- EXERCISE REQUIREMENTS
Only lines containing "ribbon" belong in the answer, each copied from the entries below.

- MATERIAL TO PROCESS
========================
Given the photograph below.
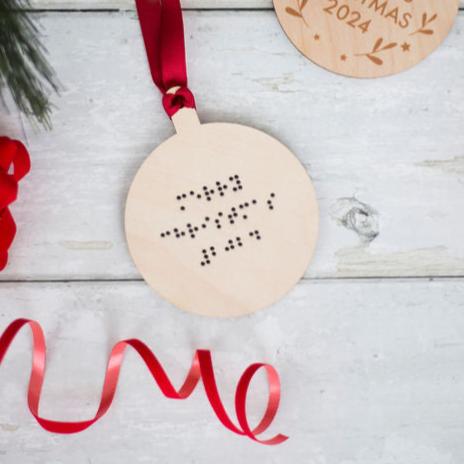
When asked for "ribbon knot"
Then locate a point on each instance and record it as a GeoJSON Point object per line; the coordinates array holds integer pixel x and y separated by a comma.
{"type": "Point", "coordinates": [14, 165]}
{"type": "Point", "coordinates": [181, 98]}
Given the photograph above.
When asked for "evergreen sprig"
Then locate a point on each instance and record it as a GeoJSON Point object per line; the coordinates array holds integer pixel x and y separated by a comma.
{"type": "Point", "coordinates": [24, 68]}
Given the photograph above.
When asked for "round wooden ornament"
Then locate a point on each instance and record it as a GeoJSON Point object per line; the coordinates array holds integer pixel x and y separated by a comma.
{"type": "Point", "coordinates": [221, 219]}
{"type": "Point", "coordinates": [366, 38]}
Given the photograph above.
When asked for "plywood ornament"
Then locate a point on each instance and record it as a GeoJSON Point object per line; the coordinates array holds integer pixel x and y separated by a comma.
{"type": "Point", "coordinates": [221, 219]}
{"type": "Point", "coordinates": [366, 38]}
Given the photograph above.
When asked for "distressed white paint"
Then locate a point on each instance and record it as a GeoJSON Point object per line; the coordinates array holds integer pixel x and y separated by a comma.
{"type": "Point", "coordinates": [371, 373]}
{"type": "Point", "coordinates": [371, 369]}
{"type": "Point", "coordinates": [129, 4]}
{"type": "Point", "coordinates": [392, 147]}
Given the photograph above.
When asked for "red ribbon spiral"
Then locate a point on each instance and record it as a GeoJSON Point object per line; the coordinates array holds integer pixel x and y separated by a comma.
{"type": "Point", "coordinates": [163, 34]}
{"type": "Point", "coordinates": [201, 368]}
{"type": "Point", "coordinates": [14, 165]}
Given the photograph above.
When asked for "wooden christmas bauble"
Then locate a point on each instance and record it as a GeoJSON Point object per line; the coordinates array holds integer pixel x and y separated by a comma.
========================
- PROBLEM SOLUTION
When asked for "ribbon knot"
When asked for "red ribbon spiral"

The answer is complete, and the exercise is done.